**Exercise brief:**
Pick out and copy every line of the items that contains the string "pants". Case counts.

* Start Exercise input *

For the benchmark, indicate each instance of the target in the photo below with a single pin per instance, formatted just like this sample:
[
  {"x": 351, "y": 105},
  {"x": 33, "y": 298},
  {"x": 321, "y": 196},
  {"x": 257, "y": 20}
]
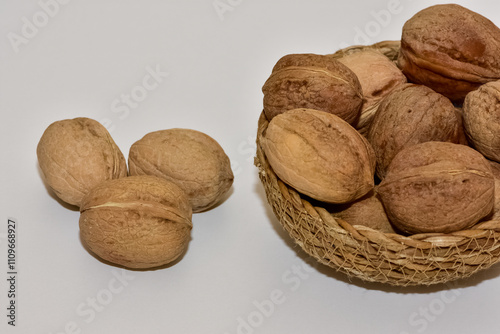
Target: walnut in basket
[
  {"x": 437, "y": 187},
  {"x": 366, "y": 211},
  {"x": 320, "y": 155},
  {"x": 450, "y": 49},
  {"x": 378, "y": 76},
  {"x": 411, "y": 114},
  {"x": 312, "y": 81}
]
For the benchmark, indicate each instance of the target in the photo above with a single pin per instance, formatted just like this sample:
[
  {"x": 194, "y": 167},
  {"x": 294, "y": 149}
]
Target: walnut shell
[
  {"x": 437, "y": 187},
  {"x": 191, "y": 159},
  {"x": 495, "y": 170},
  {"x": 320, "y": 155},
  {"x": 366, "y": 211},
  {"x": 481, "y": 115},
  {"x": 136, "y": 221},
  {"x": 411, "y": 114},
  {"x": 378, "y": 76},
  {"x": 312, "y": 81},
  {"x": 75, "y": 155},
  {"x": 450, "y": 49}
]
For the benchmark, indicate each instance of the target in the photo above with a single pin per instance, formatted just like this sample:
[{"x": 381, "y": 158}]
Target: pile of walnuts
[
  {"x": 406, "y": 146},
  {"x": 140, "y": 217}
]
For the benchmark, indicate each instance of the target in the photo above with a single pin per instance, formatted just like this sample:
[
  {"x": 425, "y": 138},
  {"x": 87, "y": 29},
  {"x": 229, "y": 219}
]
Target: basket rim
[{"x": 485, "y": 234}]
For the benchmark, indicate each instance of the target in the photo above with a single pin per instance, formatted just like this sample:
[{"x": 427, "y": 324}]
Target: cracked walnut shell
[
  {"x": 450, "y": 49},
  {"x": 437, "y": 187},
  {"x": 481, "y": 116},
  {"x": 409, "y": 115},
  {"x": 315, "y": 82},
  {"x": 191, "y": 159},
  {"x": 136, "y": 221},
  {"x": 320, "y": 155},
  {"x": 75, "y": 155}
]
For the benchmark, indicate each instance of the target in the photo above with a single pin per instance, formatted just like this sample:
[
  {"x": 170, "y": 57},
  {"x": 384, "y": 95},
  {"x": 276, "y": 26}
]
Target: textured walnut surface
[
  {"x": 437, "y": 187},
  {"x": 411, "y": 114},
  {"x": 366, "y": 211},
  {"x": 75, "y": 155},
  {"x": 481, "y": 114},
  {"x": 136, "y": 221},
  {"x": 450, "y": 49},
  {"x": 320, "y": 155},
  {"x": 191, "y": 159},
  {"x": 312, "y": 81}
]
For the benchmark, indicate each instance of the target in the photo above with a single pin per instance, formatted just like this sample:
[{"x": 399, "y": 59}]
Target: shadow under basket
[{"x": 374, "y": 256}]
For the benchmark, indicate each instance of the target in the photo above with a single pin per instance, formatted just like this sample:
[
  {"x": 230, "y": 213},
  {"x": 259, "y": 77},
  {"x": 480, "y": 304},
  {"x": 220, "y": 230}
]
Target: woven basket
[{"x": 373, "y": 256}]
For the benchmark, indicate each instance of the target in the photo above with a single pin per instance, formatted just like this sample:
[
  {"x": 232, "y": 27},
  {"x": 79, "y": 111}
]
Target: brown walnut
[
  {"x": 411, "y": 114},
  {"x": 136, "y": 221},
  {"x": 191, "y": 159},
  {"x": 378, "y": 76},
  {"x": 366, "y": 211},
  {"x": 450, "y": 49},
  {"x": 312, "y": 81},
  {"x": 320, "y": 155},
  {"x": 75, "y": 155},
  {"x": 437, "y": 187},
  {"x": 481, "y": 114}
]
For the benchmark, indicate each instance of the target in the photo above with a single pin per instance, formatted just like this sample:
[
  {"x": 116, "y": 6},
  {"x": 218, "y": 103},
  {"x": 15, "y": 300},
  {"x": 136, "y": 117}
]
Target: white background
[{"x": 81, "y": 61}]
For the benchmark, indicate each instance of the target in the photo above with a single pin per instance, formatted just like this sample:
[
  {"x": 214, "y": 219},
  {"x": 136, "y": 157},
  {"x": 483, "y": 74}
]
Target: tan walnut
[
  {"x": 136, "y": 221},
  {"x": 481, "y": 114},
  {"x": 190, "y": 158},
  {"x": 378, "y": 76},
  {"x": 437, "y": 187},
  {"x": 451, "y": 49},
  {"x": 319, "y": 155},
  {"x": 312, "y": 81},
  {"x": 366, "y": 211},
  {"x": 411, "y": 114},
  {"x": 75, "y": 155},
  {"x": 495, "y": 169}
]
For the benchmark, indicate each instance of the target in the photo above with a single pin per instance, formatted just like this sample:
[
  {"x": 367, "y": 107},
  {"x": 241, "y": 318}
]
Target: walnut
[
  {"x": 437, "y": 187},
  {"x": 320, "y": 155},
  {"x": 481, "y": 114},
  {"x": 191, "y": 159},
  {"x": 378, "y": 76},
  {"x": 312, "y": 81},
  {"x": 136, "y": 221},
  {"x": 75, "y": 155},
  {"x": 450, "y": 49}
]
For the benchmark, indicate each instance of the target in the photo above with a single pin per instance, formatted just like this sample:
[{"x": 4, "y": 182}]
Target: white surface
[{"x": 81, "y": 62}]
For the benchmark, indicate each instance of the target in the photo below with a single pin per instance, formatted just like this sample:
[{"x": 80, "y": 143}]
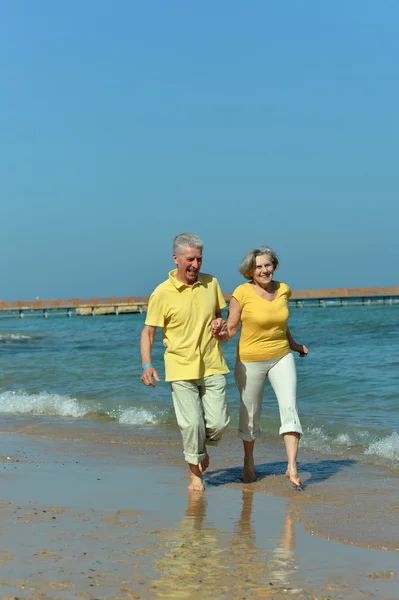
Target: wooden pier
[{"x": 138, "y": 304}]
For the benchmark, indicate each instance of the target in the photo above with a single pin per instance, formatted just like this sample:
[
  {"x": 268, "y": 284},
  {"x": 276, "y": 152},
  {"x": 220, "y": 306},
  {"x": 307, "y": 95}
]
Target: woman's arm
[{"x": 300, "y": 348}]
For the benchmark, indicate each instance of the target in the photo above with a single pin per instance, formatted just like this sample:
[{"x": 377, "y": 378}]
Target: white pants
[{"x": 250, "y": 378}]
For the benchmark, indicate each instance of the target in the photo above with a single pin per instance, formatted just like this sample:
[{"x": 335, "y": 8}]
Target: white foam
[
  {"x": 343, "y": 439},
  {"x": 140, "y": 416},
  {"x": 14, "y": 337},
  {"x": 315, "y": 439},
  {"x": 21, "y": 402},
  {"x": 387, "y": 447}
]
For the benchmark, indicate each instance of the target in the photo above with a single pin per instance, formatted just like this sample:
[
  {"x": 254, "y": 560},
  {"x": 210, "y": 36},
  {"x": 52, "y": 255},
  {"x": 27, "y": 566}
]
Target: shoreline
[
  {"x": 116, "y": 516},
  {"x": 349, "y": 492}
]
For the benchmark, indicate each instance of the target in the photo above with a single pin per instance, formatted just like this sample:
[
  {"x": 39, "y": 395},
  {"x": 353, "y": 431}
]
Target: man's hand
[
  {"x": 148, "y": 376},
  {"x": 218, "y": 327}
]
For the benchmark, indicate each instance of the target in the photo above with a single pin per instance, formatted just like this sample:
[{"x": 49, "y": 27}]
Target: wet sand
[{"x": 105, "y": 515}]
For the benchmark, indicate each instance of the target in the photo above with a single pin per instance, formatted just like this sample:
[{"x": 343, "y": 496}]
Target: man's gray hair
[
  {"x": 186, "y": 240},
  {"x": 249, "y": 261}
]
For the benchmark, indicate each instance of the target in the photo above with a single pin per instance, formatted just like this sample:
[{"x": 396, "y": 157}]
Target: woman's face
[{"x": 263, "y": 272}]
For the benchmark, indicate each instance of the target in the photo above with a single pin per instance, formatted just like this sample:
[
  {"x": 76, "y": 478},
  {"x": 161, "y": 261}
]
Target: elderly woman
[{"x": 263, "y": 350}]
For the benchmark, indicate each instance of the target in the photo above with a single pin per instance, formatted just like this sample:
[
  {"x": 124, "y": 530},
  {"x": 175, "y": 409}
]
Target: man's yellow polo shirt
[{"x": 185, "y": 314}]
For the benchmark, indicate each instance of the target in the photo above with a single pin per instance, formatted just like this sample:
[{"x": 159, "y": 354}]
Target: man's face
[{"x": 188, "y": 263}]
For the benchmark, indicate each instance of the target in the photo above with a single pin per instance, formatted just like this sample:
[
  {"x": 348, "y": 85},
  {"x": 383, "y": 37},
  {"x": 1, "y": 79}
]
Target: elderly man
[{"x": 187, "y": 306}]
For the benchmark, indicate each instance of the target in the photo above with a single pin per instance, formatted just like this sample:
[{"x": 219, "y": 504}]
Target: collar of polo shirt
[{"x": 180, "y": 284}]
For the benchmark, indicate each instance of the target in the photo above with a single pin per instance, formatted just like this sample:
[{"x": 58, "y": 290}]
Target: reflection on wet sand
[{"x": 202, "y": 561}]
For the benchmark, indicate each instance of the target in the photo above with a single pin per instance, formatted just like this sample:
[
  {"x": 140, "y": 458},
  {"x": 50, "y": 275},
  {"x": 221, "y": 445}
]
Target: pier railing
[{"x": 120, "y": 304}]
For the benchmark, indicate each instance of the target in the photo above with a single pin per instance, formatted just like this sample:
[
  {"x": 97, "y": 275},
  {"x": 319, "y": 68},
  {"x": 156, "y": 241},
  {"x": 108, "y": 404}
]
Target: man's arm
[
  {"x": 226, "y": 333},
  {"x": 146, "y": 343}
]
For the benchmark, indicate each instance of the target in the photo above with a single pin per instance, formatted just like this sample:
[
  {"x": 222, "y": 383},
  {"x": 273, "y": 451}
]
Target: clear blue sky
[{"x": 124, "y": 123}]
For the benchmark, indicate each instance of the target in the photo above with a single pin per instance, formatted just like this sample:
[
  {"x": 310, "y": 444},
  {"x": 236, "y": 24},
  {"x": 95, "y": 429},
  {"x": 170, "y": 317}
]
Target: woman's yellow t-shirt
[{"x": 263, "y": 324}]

* End Exercise input *
* Start Exercise input *

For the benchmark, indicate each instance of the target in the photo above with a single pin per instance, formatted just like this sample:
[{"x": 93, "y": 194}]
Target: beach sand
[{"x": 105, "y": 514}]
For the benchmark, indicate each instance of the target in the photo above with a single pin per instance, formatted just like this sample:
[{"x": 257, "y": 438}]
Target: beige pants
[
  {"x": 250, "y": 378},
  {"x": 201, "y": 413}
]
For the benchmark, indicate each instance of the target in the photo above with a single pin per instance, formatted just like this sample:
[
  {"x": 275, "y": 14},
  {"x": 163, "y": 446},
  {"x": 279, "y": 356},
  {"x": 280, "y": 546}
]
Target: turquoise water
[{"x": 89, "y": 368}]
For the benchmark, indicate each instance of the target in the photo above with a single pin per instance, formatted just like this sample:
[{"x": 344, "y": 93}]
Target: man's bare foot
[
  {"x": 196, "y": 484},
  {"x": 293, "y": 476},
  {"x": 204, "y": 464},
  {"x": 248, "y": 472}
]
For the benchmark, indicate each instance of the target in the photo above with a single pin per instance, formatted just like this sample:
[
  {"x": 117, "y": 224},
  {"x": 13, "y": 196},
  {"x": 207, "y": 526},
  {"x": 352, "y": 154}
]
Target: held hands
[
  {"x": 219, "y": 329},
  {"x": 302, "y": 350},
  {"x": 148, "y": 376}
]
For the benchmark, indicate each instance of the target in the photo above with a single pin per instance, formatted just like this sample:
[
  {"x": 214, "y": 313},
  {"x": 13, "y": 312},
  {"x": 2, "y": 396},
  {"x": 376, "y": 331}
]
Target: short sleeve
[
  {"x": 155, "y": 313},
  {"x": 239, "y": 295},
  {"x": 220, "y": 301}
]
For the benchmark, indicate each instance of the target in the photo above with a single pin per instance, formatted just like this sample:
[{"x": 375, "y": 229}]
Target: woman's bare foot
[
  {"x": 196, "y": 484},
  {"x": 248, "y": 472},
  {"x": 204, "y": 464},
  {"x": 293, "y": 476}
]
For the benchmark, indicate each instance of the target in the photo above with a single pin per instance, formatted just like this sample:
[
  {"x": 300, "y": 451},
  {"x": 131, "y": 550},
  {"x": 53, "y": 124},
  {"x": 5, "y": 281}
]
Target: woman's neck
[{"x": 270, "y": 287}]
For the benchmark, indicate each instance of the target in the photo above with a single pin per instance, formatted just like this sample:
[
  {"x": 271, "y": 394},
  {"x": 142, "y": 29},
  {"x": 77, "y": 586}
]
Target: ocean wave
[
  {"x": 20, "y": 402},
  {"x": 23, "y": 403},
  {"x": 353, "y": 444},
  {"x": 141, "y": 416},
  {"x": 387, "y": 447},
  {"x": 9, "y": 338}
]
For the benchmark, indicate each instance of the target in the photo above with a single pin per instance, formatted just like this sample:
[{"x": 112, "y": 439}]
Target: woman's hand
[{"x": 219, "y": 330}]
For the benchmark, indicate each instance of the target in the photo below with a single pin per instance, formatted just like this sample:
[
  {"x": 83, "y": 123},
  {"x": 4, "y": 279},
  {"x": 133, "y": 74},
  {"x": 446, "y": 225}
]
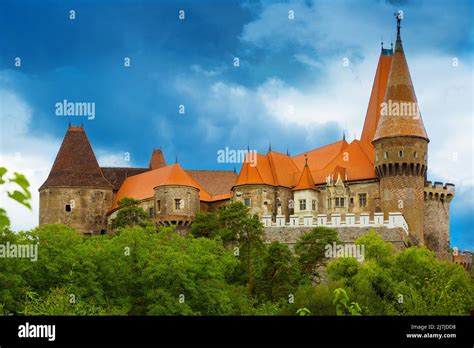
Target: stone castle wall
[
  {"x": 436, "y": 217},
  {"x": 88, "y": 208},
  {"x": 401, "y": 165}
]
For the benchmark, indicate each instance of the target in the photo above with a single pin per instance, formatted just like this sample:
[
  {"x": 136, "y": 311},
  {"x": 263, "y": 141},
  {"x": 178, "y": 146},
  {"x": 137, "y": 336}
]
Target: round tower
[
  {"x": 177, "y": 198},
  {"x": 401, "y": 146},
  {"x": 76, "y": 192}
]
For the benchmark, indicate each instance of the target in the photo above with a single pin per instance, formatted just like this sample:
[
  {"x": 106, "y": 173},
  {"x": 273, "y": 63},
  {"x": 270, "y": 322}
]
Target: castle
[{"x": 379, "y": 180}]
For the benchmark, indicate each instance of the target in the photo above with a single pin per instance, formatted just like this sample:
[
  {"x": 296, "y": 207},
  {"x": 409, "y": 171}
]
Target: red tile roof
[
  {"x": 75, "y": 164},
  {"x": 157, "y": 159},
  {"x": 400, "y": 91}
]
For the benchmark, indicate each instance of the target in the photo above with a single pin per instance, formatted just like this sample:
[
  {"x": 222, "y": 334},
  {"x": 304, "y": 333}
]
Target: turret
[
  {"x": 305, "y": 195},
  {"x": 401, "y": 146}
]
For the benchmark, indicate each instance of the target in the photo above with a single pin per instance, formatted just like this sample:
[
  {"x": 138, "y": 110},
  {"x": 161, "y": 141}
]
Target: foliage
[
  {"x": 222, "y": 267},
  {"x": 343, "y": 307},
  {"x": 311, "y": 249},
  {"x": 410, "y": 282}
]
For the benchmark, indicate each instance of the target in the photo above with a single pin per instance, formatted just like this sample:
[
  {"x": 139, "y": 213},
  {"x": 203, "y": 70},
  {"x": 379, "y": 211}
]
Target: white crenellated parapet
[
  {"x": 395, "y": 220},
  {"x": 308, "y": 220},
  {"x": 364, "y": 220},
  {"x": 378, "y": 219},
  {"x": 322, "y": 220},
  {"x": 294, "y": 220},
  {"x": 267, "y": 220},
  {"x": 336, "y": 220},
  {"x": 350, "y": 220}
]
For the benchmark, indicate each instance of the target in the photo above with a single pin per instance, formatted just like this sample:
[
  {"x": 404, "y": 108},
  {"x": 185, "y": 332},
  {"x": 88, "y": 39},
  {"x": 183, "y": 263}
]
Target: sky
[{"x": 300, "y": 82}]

* End Exercise input *

**The response:**
Target: white pants
Target: beige pants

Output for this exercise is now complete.